» To be done
Reproduce every one of the records below word for word, with no changes.
===== Extracted data =====
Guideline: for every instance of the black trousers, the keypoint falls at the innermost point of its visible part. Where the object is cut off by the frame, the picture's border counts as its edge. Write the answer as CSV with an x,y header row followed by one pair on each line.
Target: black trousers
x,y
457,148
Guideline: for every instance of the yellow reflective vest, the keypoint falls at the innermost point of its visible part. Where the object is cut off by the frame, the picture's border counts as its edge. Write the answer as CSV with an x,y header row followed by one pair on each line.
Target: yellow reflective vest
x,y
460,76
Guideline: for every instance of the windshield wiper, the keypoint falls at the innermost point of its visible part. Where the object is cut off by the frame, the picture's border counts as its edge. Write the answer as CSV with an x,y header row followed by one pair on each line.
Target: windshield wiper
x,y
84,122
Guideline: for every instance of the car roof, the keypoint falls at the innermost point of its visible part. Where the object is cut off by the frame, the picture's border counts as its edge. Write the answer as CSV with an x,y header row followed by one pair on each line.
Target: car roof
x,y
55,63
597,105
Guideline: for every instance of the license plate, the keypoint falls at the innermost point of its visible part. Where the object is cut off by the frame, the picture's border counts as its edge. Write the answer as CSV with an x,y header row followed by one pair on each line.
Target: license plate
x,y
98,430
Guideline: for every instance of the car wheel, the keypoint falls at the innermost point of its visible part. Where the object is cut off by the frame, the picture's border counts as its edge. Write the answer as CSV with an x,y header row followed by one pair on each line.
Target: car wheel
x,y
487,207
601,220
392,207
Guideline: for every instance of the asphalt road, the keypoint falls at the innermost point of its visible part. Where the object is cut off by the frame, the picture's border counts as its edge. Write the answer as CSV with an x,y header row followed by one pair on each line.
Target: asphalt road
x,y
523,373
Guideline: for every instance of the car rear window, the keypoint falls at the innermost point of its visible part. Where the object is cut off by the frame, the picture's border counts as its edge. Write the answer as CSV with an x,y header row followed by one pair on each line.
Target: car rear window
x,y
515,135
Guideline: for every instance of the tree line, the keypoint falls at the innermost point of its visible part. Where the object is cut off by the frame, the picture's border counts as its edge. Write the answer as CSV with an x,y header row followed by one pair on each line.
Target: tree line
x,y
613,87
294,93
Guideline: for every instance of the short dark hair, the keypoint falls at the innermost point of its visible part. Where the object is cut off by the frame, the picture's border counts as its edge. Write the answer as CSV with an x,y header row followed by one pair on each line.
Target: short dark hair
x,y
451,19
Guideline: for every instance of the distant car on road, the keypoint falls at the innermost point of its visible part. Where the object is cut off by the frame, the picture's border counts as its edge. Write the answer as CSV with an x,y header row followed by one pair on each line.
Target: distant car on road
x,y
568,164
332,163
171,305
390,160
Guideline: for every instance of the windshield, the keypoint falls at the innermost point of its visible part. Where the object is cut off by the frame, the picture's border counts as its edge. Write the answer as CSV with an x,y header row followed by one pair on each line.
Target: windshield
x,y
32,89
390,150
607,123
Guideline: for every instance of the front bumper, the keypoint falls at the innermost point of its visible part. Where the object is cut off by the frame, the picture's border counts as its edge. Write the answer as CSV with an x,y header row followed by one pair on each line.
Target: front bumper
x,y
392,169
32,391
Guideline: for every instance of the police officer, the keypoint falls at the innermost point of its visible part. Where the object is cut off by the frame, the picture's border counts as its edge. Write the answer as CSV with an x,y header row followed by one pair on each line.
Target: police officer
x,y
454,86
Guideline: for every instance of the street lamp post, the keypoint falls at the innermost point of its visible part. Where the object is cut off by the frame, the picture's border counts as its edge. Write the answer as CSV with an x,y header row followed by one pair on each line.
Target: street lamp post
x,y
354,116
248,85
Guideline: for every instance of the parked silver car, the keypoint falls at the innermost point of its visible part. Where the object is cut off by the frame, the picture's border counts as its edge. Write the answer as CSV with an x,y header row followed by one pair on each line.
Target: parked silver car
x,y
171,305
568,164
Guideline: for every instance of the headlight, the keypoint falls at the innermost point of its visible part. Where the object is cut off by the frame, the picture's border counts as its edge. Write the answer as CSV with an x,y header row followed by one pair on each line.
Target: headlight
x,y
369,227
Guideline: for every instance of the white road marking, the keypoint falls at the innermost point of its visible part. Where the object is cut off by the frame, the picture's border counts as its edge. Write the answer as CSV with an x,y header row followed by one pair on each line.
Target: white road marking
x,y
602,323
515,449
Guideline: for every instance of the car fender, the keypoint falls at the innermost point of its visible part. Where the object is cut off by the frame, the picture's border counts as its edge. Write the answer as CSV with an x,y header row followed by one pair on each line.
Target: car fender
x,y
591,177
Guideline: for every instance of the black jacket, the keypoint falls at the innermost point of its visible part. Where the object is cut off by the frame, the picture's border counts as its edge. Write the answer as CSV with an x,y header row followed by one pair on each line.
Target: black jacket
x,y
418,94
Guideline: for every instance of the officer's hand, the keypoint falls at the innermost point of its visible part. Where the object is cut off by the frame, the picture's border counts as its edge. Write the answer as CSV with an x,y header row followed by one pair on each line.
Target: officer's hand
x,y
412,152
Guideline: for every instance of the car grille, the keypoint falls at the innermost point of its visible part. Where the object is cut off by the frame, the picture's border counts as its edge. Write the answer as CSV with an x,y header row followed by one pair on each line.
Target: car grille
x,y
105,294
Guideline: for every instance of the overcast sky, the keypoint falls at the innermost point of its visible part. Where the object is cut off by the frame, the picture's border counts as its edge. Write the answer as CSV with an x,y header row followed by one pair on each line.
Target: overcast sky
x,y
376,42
=====
» Final result
Guideline: for every instance of the black trousers, the keypoint falls at the innermost point of its visible part. Where the object is cut off by the frame, the picture's border counts as its edge. Write the answer as CSV with an x,y header row followed by one pair on each line.
Target: black trousers
x,y
457,148
Guideline: for every instance of the yellow reflective vest, the keypoint falls at the innermost point of its visible part. Where the object is cut off by the frame, the picture's border counts as its edge. Write the answer as CSV with an x,y header row followed by one pair on each line.
Target: yellow reflective vest
x,y
460,76
Guideline: for every instance of the windshield wiper, the keypoint falls at the innermost point of its visible part. Where the object is cut off by the frame, the picture's border counts as its edge. Write the answer as CSV with an x,y header row followed by one pair on each line.
Target: windshield wiper
x,y
84,122
Guideline: for every instance of the car roof, the keypoint falls at the innermost point of its visible part. Where the object is cut off by the frame, the picture's border counts as its edge. Write the answer as CSV with an x,y header row followed by one pair on each line.
Target: car roof
x,y
55,63
597,105
Guideline: for every instance of the license plate, the keypoint falls at the innermost point of its visible part. Where the object is cut off by the frame, the picture's border counts as its edge. Write the answer as CSV with an x,y header row followed by one pair on each line.
Target: license plate
x,y
98,430
Guideline: for every instance of the car wheel, the keypoint falls at the innermost point of its visible part. Where the object is cut off by the frame, the picture's border counts as its edge. Write the answer as CSV with an x,y header row followed by one pair on each line.
Target: car wheel
x,y
487,207
601,220
392,207
Guideline: for every instance of the asphalt road, the keypoint falls at the innermost point of its visible part. Where the object is cut off by the frame, the picture's border counts as its edge. Write the answer as CSV with an x,y header row followed by one pair on each line.
Target: asphalt road
x,y
523,373
Guideline: for every instance of the car rear window, the keypoint falls at the innermost point of its visible part. Where the object is cut off by the frame, the picture's border counts as its edge. Write the answer as CSV with an x,y header row followed by one pair on each line.
Target: car rear window
x,y
515,135
Guideline: for every instance of the tree line, the keypoint falls at the innermost point of its visible part. Where the object is cut off by the frame, the picture's border counts as its edge. Write the answer as CSV with an x,y header row followed by one pair on each line.
Target: tree line
x,y
613,87
294,93
Guideline: for every instance of the short dark hair, the keypoint falls at the innermost point of its visible part. Where the object is cut off by the frame, the picture's border counts as its edge. Write the answer as CSV with an x,y header row followed by one pair on each line.
Target: short dark hair
x,y
451,19
Guideline: for every instance of the distant car on road, the keypoint falls at the innermost point of its visible part. Where the object is cut off by the frame, the picture's border counts as its edge. Write the answer as CSV with an x,y header row followed by one pair on each line.
Target: distant car on road
x,y
568,164
332,163
171,305
390,160
Guideline: for every instance of the windshield, the keypoint falls at the innermost point of its visible part. Where the object is cut off by the frame, the picture's border counts as its edge. Write the answer as CSV with an x,y header row followed by one pair on each line.
Target: windshield
x,y
32,89
390,150
607,123
Guideline: for every instance of the front bumper, the keypoint falls at the innermost point of its visible part. Where the object is cut off by the frame, the picture's border counts as its edge. Write the answer as CSV with an x,y header row followed by one pair on each line.
Target: front bumper
x,y
392,169
32,391
Guideline: for every instance of the police officer, the keypoint falls at the innermost point of its visible part. Where the object is cut off by the frame, the picture's border counts as its edge. Write the answer as CSV with an x,y header row followed by one pair on each line.
Target: police officer
x,y
454,86
Guideline: for every instance of the street lamp post, the keypoint falls at the innermost point of its visible part. Where the object is cut off by the frame, the picture's border counts as its edge. Write the answer as CSV with an x,y header row followed by one pair on each line.
Target: street lamp post
x,y
354,116
248,85
Guideline: for every instance of the parked silver car, the keypoint falls at the innermost point of its visible part. Where the object is cut off by the frame, the picture's border counts as its edge. Write the answer as CSV with an x,y header row followed by one pair on each line.
Target: parked silver car
x,y
171,305
568,164
Guideline: for every instance of the headlight, the keypoint falls at the innermost point of its visible part. Where the object is cut off by the frame, the picture's border counts as its edge. Write the answer as CSV with an x,y header row followed by one pair on each line.
Target: headlight
x,y
369,227
Guideline: for every instance of the white road marking, the keypoint falls at the innermost point of its visible part. Where the object is cut off by the frame, the picture's border counts as its edge. Write the answer as CSV with an x,y header row followed by one pair on each line.
Target: white road marking
x,y
602,323
515,449
Guideline: for every instance of the car fender, the keypoint falls at the innermost point of its visible part. Where the object is cut off by the frame, the picture's border counts as its edge. Write the answer as CSV with an x,y header row followed by one pair on each line.
Target: car fender
x,y
591,177
Guideline: for every instance of the black jacket, the keypoint falls at the innermost point of its visible part. Where the object is cut off by the frame, the picture's border counts as its edge. Write the answer as CSV with an x,y header row followed by one pair on each line.
Target: black jacket
x,y
418,94
Guideline: for every instance of the officer's hand, the keypoint falls at the innermost point of its visible part. Where the object is cut off by the frame, the picture's border counts as its edge. Write the answer as CSV with an x,y header row followed by one pair on each line.
Target: officer's hand
x,y
412,152
Guideline: for every instance of the car grille, the keypoint falls at the innermost point of its visible part. Where the object is cut off by the frame, the picture's border counts as its edge. Write the answer as CSV with an x,y header row followed by one pair on each line.
Target: car grille
x,y
105,294
Guideline: for every instance of the overcast sky, the keypoint falls at the innermost point of its visible part. Where the object is cut off by the frame, the picture's border counts as its edge. Write the answer as CSV with an x,y header row followed by one pair on each line.
Target: overcast sky
x,y
376,42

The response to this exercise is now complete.